TASK INSTRUCTIONS: Within the entries below, the lines from the one with "<point>392,547</point>" through the one with "<point>1169,147</point>" are to be set down exactly, both ends kept.

Data items:
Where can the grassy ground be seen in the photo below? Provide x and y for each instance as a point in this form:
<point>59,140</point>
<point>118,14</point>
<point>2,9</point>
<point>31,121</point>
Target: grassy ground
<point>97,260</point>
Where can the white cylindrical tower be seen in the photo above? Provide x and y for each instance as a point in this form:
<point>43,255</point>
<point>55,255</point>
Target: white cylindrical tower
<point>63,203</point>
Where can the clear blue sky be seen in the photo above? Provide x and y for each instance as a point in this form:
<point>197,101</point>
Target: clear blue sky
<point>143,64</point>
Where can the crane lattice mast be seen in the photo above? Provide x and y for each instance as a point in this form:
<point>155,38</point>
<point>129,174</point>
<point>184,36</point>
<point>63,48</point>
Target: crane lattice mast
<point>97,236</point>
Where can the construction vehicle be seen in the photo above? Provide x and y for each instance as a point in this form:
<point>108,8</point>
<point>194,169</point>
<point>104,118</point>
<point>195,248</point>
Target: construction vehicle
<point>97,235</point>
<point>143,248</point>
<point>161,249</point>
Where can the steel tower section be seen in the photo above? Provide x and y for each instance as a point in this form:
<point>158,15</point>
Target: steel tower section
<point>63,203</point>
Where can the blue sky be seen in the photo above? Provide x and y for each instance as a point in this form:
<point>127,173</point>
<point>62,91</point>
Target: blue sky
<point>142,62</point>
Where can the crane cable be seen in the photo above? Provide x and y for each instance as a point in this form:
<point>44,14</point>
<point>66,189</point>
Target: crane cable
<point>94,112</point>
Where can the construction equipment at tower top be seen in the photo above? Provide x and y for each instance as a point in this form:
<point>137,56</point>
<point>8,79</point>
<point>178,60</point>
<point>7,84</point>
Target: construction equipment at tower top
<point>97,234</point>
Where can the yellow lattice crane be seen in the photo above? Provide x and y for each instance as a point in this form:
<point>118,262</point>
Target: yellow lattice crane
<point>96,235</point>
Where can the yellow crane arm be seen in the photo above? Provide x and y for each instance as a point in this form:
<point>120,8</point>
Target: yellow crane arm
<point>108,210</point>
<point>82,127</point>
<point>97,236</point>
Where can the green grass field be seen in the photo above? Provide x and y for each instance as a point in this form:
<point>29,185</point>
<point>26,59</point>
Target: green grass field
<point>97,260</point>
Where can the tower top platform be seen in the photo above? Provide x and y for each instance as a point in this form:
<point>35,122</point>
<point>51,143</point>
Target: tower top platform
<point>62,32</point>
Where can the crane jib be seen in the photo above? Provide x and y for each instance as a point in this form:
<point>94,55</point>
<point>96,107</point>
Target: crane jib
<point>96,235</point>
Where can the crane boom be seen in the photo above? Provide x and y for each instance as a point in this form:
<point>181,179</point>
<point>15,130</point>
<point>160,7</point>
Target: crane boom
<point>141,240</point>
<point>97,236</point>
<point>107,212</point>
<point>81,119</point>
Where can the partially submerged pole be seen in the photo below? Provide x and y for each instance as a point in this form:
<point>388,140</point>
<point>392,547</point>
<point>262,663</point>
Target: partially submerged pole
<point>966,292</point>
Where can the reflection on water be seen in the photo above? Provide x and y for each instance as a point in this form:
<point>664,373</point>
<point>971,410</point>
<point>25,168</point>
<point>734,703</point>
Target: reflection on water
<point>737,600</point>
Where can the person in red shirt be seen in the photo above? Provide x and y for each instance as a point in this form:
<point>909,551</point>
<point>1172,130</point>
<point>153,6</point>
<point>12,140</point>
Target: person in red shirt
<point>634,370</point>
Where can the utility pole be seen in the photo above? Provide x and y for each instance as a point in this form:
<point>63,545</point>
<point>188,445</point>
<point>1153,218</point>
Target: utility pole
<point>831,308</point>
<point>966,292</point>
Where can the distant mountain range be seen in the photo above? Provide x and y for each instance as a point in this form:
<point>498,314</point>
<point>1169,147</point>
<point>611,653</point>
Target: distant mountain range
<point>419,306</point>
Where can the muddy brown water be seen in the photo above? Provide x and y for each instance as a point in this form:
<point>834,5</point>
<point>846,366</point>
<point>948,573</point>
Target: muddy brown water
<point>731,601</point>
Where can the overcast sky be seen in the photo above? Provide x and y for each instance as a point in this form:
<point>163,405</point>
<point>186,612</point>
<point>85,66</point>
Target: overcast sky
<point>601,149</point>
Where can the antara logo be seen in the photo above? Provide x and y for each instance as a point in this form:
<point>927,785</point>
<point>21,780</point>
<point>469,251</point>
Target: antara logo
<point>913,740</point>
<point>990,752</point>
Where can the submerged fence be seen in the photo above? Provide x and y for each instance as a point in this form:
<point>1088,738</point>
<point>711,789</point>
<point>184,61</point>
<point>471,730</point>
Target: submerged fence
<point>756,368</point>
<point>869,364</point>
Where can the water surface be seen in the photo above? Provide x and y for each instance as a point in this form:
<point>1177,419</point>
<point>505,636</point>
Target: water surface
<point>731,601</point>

COMPLETED TASK:
<point>392,547</point>
<point>262,663</point>
Target: partially submerged pole
<point>966,292</point>
Where can the reflection on water be seen in the photo above? Provide x and y for each instance as a point in this form:
<point>664,373</point>
<point>971,410</point>
<point>25,168</point>
<point>734,703</point>
Target: reflection on water
<point>737,600</point>
Where can the person in red shirt be seen in the photo above? Provide x and y for each instance as a point in this form:
<point>909,551</point>
<point>1172,130</point>
<point>153,6</point>
<point>12,140</point>
Target: person in red shirt
<point>634,370</point>
Where can the utility pole be seen in the photo above? Provide x and y for each instance as a point in this form:
<point>63,545</point>
<point>188,445</point>
<point>1153,218</point>
Target: utility pole
<point>831,308</point>
<point>966,292</point>
Where can the distant mountain range be seen in the photo above? Provide x and y for each instance as a point in this form:
<point>498,314</point>
<point>1169,147</point>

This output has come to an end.